[MATERIAL]:
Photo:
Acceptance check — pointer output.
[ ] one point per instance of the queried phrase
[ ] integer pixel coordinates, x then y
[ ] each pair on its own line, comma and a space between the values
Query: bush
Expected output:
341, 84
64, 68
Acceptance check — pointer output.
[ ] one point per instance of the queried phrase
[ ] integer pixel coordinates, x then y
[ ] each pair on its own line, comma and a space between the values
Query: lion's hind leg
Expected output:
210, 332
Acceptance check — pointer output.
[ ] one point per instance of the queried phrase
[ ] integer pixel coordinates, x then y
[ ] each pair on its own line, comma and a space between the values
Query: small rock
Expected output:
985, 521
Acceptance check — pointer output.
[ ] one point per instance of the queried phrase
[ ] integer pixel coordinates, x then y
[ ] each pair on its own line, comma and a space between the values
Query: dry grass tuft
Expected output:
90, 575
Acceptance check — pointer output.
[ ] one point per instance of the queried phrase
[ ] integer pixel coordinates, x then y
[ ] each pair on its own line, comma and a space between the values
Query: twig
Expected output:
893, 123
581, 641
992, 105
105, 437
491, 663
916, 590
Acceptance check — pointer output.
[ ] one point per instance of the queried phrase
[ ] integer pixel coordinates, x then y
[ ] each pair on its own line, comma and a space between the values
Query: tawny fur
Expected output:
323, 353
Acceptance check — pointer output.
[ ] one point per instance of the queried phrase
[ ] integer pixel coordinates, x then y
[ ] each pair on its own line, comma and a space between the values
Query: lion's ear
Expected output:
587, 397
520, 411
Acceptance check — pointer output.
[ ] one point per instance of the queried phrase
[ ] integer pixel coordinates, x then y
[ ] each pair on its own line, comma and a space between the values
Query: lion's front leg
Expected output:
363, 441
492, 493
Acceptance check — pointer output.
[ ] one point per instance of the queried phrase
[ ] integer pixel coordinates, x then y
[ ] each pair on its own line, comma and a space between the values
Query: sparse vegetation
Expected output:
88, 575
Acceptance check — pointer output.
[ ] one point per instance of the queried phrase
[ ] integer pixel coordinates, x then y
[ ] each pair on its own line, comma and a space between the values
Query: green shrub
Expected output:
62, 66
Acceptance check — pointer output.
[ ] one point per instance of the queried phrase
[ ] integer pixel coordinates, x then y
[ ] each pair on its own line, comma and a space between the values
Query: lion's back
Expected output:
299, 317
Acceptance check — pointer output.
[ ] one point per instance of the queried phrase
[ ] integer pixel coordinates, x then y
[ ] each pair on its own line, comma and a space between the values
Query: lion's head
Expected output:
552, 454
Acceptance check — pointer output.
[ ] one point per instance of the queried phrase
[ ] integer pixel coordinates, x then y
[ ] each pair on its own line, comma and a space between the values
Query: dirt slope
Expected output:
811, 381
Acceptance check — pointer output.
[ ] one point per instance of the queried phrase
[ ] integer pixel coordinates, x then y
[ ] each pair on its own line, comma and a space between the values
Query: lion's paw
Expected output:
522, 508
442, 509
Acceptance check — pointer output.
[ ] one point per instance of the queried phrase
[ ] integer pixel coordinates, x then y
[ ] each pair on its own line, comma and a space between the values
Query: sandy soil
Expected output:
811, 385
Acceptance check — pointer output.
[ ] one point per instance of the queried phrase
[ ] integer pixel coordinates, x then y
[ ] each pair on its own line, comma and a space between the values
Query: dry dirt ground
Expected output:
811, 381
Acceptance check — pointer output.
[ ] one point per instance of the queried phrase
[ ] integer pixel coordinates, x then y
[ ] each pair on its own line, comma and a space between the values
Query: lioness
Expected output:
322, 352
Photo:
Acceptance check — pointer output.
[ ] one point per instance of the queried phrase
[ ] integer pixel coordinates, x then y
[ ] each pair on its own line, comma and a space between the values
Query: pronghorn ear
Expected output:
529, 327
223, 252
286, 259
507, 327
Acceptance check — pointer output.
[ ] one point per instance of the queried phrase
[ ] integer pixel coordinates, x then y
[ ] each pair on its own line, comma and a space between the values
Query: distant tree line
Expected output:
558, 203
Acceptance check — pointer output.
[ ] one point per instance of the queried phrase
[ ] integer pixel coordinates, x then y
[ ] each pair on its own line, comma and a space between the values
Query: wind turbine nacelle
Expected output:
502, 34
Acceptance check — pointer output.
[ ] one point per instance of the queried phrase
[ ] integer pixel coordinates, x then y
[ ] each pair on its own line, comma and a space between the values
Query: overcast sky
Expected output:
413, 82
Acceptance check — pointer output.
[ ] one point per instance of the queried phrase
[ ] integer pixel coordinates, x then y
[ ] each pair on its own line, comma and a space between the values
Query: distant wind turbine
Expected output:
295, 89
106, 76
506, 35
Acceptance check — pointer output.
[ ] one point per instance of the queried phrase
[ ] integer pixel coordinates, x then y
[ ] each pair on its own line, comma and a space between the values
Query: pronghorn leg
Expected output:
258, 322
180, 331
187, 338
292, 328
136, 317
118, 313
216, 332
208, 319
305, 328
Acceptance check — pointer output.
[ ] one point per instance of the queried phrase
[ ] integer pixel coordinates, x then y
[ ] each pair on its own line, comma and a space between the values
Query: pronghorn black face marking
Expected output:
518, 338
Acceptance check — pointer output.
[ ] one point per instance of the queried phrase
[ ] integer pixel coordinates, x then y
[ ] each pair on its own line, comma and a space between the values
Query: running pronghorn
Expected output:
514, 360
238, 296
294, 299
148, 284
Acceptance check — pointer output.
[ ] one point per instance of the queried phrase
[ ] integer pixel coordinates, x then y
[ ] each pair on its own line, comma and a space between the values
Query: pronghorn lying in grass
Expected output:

--

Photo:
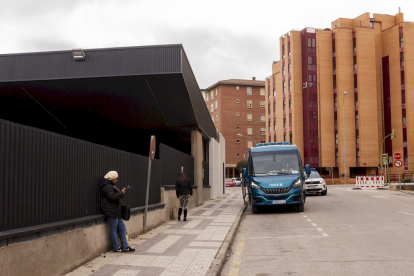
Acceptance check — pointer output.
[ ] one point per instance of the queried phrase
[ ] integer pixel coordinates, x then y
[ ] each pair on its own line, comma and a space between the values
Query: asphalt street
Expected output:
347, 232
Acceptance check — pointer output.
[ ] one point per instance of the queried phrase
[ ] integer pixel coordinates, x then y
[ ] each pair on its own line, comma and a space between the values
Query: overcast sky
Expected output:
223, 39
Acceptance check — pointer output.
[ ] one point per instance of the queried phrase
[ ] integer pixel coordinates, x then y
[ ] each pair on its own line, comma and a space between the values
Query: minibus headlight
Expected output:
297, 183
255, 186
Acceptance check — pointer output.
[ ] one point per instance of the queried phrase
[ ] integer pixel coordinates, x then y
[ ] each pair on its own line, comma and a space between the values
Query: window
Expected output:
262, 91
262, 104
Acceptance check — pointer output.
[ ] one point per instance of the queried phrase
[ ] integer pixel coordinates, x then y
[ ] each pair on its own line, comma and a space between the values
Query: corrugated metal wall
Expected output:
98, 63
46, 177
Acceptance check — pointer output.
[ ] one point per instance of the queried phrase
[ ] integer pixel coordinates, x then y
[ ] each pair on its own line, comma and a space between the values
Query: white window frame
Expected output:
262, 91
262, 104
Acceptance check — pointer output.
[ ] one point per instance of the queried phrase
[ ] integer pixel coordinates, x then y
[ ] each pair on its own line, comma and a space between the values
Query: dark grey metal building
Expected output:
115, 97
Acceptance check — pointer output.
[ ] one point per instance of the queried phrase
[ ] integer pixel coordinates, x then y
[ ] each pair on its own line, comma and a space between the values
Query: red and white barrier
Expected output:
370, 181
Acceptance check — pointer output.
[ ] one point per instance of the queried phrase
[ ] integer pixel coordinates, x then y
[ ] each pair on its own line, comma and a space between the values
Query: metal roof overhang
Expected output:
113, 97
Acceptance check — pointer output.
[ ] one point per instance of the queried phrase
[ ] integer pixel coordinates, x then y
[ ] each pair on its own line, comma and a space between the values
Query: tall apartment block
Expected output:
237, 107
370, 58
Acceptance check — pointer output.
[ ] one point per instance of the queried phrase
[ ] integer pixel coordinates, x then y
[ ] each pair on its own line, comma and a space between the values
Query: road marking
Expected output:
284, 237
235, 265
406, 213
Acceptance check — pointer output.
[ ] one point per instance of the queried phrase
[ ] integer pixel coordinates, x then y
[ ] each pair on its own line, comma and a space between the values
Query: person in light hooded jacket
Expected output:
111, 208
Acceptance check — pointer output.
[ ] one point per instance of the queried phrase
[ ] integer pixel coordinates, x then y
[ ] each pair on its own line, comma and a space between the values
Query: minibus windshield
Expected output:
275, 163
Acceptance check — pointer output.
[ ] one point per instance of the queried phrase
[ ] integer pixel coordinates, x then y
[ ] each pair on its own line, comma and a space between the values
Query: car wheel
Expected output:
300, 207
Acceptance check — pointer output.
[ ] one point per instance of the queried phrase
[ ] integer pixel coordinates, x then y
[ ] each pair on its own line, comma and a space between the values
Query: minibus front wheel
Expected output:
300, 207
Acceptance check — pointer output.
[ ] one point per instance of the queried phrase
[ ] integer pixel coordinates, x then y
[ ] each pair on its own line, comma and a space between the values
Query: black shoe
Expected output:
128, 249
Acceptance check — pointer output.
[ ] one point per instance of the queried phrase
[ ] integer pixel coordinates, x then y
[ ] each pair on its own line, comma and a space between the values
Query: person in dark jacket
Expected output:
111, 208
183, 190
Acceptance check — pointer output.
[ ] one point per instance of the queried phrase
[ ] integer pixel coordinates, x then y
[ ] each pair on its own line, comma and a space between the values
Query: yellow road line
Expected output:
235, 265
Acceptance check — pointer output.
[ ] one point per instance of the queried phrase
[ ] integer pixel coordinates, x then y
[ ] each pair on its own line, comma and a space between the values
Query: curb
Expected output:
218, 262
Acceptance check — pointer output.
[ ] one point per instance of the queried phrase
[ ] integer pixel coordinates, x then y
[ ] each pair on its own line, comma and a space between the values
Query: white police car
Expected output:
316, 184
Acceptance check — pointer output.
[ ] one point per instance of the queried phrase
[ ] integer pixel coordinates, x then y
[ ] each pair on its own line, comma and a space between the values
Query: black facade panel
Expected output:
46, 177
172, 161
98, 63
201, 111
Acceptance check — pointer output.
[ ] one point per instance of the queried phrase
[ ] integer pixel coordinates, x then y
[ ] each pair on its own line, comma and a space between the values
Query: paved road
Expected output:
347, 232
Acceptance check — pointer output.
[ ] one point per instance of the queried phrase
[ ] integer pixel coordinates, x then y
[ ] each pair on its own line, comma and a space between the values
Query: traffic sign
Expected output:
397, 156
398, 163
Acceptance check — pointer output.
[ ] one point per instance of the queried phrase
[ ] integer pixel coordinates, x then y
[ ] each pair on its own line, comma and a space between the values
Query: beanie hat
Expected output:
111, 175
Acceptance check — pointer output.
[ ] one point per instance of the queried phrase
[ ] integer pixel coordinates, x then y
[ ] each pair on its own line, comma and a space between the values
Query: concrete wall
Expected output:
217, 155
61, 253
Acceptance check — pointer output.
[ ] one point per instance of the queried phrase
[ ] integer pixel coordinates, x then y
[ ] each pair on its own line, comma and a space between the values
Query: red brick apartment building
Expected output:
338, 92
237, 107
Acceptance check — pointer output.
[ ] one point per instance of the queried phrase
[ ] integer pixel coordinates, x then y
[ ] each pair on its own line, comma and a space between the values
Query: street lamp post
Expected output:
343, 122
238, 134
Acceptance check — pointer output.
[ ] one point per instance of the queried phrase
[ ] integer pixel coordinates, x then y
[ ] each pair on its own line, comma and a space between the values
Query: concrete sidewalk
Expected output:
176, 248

==

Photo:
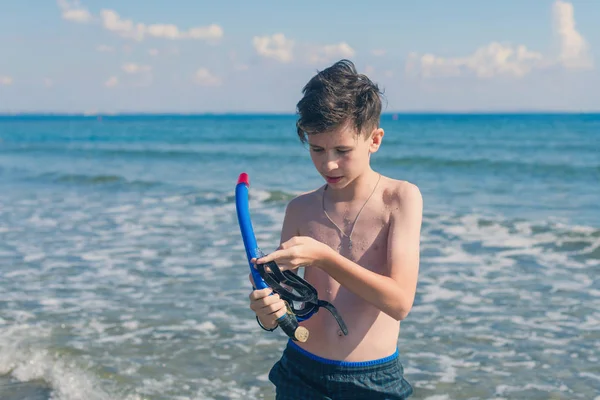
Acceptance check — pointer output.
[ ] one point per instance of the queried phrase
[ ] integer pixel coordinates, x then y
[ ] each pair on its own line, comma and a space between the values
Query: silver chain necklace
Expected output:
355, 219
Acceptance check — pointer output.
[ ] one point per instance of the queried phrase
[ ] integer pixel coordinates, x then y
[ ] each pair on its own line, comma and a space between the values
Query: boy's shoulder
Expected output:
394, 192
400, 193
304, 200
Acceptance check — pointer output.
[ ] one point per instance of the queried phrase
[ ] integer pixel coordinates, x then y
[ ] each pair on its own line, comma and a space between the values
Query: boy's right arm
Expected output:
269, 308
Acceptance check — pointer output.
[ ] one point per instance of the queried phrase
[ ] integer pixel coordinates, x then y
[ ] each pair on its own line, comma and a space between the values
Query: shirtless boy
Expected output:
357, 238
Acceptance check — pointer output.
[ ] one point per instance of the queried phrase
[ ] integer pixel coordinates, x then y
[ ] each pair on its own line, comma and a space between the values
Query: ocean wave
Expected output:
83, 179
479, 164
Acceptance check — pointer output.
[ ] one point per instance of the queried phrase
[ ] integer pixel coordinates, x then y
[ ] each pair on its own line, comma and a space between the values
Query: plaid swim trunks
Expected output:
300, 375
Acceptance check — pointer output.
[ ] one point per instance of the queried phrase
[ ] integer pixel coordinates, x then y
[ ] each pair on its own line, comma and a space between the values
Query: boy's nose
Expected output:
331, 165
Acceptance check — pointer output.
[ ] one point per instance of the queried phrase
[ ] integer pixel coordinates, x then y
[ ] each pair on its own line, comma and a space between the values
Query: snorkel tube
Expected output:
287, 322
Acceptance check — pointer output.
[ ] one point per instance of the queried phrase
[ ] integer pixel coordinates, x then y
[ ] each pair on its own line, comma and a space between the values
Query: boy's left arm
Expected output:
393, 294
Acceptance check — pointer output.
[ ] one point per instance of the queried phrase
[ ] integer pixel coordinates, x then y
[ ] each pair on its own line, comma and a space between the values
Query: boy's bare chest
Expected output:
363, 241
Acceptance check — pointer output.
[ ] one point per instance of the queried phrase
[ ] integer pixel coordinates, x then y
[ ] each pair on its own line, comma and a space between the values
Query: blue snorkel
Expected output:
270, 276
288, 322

[OBJECTIVE]:
Pull out every line in the entries above that contains the word "distant".

[RESULT]:
Query: distant tree line
Query: distant wind turbine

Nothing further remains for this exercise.